*Source document*

-*-

It’s critical that the content you create provides value outside of your product or services, is truly unique, and entertaining. If you’re going to treat your content like a new product, it should be worthy of that dedicated investment.

Speaking of investment, when it comes to promoting the content you create, the risk is small compared to many other traditional marketing investments. It doesn’t cost much to be able to take really big, creative risks with your content. Plus, experimenting with your content and how it performs with niche audiences can help inform other parts of your business strategy, as well. Ultimately, the key is being clear and transparent with the other leaders at your company about the risks you plan on taking from the very beginning of these brand conversations.

Advocate for setting aside a small percentage of your overall marketing budget for experimentation, and most importantly, don’t expect to measure the outcome like you would a traditional marketing activity.

When we sat down with Nancy Dussault Smith, CMO of Hydrow, on our talk-show called Brandwagon, we asked her about how she thinks about making room in the budget for more experiential marketing tactics, and she said:

“I used to always say at places where I had bigger budgets, that a certain percentage of the budget was mine to do as I choose … and nobody could question it. I’ll take this 5 or 10% of the budget, and this is what I play with. This is where I test things that in my gut feel right, but I can’t prove this to you until I try it … and that’s where a lot of wins come in.”

-*-

*Dataset extract*
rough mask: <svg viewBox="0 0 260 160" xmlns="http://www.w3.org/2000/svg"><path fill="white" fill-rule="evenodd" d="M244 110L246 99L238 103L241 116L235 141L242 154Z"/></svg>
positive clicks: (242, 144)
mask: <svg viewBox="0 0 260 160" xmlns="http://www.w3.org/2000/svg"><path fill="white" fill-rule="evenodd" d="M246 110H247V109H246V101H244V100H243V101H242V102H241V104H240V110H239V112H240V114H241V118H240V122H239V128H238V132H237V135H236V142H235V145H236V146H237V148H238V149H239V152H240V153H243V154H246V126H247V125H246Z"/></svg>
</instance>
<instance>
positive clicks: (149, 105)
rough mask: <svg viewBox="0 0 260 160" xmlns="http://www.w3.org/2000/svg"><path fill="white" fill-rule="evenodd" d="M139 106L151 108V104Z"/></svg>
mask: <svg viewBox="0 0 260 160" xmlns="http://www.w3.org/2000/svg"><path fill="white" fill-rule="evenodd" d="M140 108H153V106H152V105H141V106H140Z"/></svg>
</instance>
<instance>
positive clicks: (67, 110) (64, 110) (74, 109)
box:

-*-

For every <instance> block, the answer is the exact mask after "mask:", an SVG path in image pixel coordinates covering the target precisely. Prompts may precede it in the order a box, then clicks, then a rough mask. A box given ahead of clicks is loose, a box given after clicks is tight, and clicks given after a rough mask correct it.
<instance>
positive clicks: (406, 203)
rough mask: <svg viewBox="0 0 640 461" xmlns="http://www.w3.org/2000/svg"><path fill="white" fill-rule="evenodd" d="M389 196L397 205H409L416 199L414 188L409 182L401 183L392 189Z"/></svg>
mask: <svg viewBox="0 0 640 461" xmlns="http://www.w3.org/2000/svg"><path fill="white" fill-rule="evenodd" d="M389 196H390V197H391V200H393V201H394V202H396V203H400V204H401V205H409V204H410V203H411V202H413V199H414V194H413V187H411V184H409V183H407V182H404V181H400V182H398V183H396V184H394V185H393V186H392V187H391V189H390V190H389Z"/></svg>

-*-

*Your goal*
Can you duplicate the content marketing passage word for word, between "Advocate for setting" and "traditional marketing activity.", inclusive? The data is unrelated to the content marketing passage.

*Answer to the problem*
Advocate for setting aside a small percentage of your overall marketing budget for experimentation, and most importantly, don’t expect to measure the outcome like you would a traditional marketing activity.